TASK DESCRIPTION: In the entries below, find the line with "Every instance of the construction site" and the line with "Every instance of the concrete". Return those two lines and all lines between them, exactly.
Segment Start: DATA LISTING
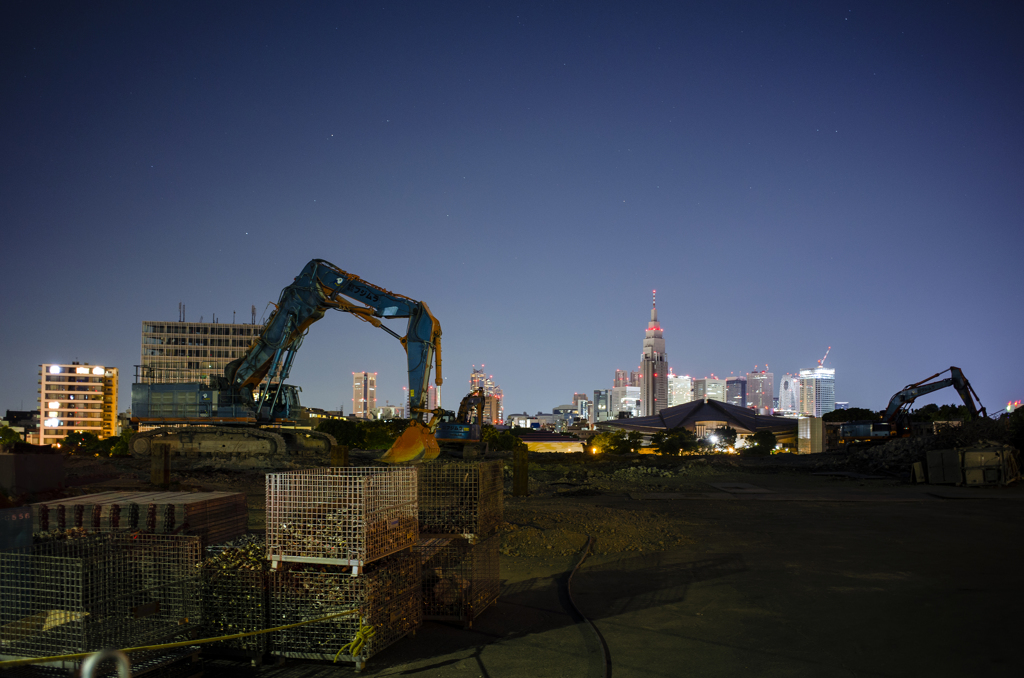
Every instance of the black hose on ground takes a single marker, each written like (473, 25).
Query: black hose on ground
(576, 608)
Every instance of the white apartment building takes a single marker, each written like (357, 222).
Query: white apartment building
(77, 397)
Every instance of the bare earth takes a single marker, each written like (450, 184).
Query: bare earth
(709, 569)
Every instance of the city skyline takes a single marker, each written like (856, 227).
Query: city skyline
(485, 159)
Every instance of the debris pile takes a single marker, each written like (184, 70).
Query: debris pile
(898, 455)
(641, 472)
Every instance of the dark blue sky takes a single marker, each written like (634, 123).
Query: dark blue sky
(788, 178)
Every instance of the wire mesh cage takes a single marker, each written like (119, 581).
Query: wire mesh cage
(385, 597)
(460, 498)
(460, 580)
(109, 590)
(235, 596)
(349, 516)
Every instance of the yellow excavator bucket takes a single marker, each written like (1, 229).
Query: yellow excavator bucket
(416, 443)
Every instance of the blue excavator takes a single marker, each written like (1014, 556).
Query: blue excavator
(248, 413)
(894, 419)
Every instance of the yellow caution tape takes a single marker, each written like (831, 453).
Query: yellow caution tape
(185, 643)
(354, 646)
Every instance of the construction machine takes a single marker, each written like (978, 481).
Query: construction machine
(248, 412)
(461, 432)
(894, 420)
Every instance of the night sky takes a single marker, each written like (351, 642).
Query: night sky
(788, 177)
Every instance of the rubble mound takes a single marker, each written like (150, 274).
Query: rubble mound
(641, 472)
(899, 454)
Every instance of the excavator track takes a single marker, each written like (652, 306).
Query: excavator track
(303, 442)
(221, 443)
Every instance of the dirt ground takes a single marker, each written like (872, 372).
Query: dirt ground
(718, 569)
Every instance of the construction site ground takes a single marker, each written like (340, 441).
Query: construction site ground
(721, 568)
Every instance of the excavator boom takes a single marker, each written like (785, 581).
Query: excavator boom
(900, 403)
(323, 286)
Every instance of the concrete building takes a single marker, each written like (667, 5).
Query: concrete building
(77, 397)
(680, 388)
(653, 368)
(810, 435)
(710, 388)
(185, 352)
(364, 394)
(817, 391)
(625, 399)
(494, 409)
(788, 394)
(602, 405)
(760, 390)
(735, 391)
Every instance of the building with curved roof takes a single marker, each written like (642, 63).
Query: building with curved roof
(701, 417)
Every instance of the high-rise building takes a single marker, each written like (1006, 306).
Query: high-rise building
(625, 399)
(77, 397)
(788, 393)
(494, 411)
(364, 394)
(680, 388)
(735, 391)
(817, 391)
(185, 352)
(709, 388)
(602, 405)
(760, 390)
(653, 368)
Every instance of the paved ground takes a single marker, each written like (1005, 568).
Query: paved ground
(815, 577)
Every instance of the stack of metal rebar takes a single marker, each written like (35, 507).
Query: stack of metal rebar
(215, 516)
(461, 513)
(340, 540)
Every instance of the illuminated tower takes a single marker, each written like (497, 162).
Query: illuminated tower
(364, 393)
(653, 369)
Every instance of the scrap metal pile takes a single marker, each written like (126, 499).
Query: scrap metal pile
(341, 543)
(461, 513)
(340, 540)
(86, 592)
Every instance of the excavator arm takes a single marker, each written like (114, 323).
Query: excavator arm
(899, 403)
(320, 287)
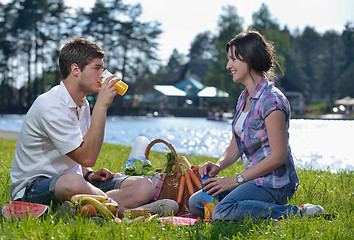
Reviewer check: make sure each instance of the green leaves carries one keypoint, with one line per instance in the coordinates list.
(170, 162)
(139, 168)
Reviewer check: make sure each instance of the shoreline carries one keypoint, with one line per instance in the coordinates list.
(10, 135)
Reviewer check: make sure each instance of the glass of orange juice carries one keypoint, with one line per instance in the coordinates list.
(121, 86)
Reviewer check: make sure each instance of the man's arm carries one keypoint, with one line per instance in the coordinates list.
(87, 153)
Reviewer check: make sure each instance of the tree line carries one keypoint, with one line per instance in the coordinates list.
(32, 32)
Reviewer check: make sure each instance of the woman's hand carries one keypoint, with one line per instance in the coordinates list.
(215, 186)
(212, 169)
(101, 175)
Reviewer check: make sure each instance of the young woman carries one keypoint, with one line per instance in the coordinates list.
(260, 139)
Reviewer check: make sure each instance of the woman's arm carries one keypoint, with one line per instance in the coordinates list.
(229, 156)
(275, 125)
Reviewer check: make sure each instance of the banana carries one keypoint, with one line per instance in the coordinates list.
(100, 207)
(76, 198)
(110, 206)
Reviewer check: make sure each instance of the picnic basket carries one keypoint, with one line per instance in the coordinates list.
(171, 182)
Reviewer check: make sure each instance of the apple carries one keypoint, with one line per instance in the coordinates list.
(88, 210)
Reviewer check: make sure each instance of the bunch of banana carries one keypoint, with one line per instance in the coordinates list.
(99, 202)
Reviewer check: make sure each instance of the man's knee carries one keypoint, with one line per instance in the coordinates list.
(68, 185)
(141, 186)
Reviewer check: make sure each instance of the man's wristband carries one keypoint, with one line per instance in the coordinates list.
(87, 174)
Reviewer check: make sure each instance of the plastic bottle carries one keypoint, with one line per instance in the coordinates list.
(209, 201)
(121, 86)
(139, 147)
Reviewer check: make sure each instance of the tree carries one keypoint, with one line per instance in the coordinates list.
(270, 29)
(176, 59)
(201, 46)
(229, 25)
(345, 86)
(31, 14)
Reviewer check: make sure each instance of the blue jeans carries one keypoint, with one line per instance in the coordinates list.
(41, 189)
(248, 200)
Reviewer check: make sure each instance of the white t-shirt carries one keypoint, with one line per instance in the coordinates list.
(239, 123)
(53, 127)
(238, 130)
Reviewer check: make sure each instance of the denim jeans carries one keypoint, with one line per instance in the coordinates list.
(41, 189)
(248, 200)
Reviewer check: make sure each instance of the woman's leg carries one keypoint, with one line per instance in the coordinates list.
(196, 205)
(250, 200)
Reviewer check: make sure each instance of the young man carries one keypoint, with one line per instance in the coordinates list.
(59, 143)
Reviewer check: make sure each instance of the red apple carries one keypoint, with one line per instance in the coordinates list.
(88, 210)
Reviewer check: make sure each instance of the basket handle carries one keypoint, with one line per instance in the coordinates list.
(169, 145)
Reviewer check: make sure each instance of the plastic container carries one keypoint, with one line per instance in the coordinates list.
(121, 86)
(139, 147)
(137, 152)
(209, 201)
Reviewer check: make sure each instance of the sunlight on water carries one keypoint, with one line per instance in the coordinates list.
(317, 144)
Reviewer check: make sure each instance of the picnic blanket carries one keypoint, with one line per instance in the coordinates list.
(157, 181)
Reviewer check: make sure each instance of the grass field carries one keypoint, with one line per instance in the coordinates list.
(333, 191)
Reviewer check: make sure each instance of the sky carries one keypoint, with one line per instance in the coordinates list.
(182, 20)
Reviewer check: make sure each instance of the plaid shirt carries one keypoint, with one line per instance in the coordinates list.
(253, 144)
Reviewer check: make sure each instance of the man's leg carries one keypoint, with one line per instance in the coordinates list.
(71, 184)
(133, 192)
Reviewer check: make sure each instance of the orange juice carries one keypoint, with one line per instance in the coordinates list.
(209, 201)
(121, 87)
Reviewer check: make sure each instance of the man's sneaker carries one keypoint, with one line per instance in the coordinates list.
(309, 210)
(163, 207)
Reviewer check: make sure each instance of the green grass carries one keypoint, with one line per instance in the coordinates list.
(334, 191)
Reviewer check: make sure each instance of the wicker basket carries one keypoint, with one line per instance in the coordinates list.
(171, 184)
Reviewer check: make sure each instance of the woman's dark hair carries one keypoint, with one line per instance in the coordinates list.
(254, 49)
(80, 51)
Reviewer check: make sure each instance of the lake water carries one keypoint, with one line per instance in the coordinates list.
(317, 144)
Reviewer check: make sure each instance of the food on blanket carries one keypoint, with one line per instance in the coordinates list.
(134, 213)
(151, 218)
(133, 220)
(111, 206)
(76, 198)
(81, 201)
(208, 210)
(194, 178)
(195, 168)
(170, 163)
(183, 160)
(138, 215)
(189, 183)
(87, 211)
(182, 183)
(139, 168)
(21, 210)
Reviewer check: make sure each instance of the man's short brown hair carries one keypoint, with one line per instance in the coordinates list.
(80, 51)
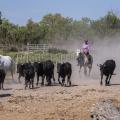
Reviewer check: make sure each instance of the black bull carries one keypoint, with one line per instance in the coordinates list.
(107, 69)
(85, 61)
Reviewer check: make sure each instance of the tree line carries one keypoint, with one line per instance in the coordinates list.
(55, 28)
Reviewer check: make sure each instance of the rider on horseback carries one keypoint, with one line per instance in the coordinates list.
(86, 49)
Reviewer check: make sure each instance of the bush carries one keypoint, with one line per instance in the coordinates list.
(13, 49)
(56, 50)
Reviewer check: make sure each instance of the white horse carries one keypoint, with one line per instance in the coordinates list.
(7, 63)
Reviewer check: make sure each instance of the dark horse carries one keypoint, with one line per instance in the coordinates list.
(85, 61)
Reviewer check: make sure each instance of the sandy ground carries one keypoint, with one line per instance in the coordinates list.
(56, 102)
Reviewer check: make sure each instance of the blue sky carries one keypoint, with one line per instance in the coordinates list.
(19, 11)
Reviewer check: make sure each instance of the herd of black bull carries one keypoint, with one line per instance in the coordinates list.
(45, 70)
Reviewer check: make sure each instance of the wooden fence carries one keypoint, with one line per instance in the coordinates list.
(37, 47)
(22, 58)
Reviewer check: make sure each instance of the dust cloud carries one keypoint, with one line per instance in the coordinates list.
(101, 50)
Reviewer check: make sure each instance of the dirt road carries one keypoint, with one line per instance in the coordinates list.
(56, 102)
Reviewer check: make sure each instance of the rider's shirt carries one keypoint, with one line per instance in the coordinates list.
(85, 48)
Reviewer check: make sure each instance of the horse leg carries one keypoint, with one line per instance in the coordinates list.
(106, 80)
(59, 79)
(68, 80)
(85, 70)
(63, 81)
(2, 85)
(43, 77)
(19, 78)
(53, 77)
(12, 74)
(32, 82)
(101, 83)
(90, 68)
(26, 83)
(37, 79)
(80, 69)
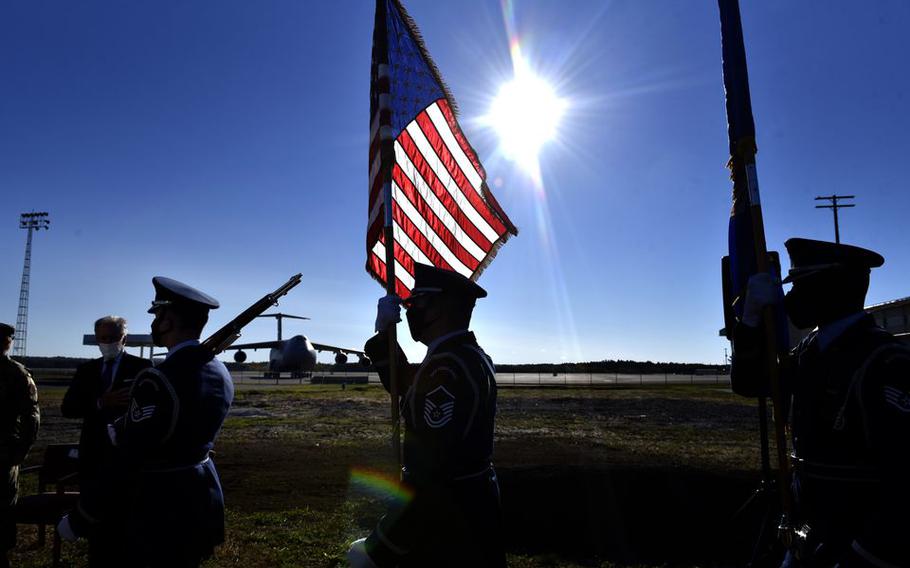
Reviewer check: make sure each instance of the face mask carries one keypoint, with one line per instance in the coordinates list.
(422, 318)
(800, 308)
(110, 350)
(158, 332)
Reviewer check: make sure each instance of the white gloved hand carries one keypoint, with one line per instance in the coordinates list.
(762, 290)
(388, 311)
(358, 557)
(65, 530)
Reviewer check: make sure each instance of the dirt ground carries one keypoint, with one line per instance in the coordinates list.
Segment End: DATA LISTING
EXERCISE OUTPUT:
Every instance of the construction site ground takes a single marker, each written like (340, 441).
Query: construction site ground
(721, 568)
Every instance of the excavator boom takes a single marker, each written like (785, 581).
Query: excavator boom
(900, 403)
(323, 286)
Every instance of the concrete building takes a single marker, each written like (667, 5).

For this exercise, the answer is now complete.